___ Provided information
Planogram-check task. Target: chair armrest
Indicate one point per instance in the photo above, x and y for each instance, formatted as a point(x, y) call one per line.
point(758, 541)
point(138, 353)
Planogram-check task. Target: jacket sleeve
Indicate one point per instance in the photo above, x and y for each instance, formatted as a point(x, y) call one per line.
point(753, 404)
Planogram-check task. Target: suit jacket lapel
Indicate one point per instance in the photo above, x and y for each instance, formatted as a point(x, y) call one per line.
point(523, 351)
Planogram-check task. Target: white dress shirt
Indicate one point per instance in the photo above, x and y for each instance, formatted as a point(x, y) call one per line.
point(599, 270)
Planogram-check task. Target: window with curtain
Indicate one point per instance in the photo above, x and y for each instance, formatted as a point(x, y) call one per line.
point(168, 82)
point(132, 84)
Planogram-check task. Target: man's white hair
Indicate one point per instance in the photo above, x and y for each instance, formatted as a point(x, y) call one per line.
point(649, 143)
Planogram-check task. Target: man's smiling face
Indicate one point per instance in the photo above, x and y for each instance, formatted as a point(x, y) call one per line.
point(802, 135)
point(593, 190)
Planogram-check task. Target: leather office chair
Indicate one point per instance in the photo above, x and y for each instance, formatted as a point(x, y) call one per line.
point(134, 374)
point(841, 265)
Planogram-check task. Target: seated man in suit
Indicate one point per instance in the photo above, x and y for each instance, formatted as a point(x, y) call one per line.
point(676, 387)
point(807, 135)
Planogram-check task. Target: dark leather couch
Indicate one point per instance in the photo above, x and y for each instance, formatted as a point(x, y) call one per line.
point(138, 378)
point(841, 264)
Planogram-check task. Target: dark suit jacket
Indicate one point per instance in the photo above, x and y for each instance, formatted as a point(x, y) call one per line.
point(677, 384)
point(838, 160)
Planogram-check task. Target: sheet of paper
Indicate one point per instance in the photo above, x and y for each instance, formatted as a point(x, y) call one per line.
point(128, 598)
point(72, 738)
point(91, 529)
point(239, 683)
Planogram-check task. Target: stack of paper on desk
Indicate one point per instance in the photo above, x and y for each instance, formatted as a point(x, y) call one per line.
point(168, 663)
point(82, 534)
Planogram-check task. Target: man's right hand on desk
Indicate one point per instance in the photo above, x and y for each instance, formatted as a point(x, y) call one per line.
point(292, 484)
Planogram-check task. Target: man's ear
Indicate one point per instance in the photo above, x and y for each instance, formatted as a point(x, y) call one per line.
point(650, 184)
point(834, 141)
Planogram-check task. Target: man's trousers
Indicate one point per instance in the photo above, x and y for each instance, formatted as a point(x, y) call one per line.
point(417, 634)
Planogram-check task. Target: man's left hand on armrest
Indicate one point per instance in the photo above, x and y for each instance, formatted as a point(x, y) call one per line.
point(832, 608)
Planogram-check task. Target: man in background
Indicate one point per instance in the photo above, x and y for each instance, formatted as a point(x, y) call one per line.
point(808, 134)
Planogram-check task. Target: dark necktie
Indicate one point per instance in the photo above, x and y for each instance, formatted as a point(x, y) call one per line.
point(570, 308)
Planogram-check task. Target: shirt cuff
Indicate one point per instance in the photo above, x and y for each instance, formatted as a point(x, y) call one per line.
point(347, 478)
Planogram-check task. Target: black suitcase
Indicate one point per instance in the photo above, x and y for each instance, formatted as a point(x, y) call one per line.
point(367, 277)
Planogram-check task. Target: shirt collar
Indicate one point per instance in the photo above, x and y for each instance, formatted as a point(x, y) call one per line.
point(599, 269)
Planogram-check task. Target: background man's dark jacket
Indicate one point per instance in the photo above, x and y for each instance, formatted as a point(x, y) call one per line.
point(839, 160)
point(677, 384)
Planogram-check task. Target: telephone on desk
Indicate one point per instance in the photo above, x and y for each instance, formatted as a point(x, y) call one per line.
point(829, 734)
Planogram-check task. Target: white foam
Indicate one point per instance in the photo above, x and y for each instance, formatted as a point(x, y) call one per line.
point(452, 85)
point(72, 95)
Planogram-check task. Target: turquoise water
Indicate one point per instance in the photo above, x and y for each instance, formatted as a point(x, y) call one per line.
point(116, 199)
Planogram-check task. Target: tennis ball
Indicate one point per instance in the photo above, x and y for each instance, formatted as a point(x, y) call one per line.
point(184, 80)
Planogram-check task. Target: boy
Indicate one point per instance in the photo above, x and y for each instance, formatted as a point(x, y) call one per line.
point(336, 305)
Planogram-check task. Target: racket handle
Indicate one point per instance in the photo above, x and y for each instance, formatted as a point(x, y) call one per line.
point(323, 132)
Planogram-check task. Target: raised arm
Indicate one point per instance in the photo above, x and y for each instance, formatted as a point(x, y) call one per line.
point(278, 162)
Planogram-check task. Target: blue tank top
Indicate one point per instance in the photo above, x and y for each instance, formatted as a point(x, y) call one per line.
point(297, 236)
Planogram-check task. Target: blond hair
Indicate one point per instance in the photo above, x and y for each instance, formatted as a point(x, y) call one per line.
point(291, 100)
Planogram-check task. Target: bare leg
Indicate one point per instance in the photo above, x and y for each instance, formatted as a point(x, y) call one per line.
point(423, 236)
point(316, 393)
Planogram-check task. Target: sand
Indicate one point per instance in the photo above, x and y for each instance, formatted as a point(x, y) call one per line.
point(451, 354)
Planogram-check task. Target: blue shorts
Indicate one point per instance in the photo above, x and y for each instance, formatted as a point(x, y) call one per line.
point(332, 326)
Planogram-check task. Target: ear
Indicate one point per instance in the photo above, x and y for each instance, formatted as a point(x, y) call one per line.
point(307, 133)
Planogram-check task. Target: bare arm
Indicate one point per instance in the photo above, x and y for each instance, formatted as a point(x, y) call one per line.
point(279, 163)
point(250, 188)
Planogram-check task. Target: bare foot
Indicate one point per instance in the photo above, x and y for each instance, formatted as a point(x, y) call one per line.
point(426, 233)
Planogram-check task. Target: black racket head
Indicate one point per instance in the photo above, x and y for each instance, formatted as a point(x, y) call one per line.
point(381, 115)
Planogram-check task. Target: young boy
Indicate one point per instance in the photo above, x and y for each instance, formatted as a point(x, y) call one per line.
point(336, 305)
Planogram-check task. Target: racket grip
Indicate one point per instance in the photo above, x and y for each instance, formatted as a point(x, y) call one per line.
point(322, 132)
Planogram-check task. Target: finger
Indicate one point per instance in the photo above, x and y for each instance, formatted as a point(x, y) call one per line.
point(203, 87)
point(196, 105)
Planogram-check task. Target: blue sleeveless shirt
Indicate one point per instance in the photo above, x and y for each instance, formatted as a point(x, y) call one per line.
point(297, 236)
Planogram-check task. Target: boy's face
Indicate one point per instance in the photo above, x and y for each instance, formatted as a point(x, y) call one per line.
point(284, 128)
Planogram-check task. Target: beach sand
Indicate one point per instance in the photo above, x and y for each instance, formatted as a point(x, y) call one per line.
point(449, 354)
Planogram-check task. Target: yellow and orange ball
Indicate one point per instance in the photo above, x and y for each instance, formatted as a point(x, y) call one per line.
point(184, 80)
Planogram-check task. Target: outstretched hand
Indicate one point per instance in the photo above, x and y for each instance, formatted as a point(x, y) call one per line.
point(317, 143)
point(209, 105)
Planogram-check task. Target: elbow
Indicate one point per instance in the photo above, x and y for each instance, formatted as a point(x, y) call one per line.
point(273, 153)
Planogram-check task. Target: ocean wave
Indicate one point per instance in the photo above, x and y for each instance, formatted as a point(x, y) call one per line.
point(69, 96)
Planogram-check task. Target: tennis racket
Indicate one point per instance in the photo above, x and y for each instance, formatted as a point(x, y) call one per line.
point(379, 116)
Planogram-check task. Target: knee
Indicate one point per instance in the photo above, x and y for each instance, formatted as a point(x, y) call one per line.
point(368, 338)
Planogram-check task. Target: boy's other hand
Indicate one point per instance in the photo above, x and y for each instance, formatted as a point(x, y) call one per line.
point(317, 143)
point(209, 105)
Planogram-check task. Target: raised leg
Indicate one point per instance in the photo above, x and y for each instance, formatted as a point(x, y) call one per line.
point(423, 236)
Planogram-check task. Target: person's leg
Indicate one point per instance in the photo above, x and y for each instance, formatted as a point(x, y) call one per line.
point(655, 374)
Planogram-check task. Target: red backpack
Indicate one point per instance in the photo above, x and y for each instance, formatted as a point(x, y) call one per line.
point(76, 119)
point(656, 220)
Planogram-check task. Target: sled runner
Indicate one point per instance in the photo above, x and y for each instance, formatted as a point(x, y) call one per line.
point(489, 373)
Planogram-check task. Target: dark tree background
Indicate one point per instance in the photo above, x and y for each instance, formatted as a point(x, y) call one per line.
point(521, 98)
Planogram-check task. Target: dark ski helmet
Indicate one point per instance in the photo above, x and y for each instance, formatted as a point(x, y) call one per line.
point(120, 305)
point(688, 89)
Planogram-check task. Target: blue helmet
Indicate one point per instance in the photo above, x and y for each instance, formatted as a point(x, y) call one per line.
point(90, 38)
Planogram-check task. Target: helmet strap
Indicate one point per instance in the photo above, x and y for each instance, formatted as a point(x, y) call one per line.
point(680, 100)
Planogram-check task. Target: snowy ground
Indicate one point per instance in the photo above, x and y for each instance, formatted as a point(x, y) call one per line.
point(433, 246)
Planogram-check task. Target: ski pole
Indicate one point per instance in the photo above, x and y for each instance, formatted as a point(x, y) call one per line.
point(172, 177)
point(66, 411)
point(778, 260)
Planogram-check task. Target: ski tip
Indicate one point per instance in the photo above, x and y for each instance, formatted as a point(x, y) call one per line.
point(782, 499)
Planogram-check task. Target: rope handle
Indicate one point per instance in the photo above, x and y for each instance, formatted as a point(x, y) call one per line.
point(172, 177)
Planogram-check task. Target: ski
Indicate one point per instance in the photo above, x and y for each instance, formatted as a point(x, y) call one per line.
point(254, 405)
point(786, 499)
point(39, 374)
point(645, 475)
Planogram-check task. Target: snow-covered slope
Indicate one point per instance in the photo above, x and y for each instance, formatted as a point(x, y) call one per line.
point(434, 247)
______
## Directive
Could you rewrite the records from their start through the line containing "point(649, 143)", both ends included, keeping the requests and multiplying every point coordinate in the answers by 2.3, rounded to whole numbers with halves going up? Give only those lines.

## Finished task
Planogram-check task. Target: chair armrest
Indicate one point per instance in the photo above, x and y for each instance, formatted as a point(x, y) call one per line.
point(1743, 1244)
point(317, 812)
Planogram-check task. Target: jacket sleeve
Indicate one point per instance in the photo above, x and y for each instance, formatted as a point(x, y) call one per line.
point(1732, 929)
Planogram-check task. Target: suit jacket lapel
Indicate one point per instance in the photo above, x and y for each instance, formatted as a point(x, y) call one per line.
point(1203, 807)
Planogram-check task. Target: white dress shirt
Indicate one point per instance in the photo above, x and y for each instance, formatted as a point(x, y) call one per line.
point(1378, 621)
Planogram-check task. Target: window with curtain
Indicate one point per instance in the photo above, x and y for each instance, formatted as a point(x, y) call one per line.
point(386, 189)
point(304, 193)
Planogram-check task. Target: man's white hair
Indicate one point per instance in the photo above, x and y for each instance, formatted as a point(x, y) call one per line.
point(1493, 329)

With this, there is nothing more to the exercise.